5. Des Weiteren war zu dieser Zeit ein stetiger Rückgang des Geburtenüberschusses zu beobachten.
6. Es gab einen Trend zu bestimmten Modeberufen wie z.B. den so genannten technischen Berufen in der Metallindustrie. Was ebenfalls dazu führte, dass durch die Landflucht bedingt auch Berufe in der Landwirtschaft, im Baugewerbe, sowie im Bergbau vom Facharbeitermangel betroffen waren (vgl. ebd., 79ff.)

▶ _AUFGABEN_:
**A.** Stimmen die folgenden Aussagen mit dem Textauszug über den Facharbeitermangel überein? Antworte jeweils mit Ja oder Nein und zitiere die entscheidenden Worte wörtlich.
(i) Zu dieser Zeit ging der Geburtenüberschuss stetig zurück.
(ii) Vom Facharbeitermangel war allein die Metallindustrie betroffen.
(iii) Die Landflucht wird als Grund dafür genannt, dass auch Berufe in der Landwirtschaft betroffen waren.
**B.** Schreibe den Textauszug über den Facharbeitermangel im Anschluss an seinen letzten Satz weiter.

▶ _BEREITGESTELLTE ANGABEN_:

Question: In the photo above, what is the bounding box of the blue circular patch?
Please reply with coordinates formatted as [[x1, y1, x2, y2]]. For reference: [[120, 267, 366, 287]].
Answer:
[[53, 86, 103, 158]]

▶ _ERGEBNISSE JE AUFGABE_:
**A.**
(i) Ja: „ein stetiger Rückgang des Geburtenüberschusses zu beobachten“
(ii) Nein: „auch Berufe in der Landwirtschaft, im Baugewerbe, sowie im Bergbau vom Facharbeitermangel betroffen“
(iii) Ja: „durch die Landflucht bedingt auch Berufe in der Landwirtschaft“

**B.**
Hinzu kam die Wirkung der Inflation, die zahlreiche Angehörige des Mittelstandes (Angestellte, Handwerker, Kleinhändler, Unterbeamte, Lehrer, etc.) veranlasste, ererbtes Kapital oder erworbenen Hausbesitz für bares Geld zu verkaufen. Krieg und Inflation zerstörten vielfach das Vermögen, das vor 1914 aufgebaut und als Lebenssicherheit betrachtet wurde und drückten so den Lebensstandard eines beträchtlichen Teils des wohlhabenden Mittelstandes auf ein kleinbürgerliches oder gar proletarisches Niveau herab. Die Weltwirtschaftskrise, welche den politisch radikalisierten Mittelstand mit Arbeitslosigkeit, Preisverfall und Gehaltskürzungen bedrohte, führte dazu, dass sich die ohnehin schon vorhandene Angst vor Proletarisierung und sozialem Statusverlust noch verstärkte. Dies hatte wiederum zur Folge, dass der Mittelstand massenhaft in die Arme des Nationalsozialismus getrieben wurde (vgl. Broszat 1973, 181 ff).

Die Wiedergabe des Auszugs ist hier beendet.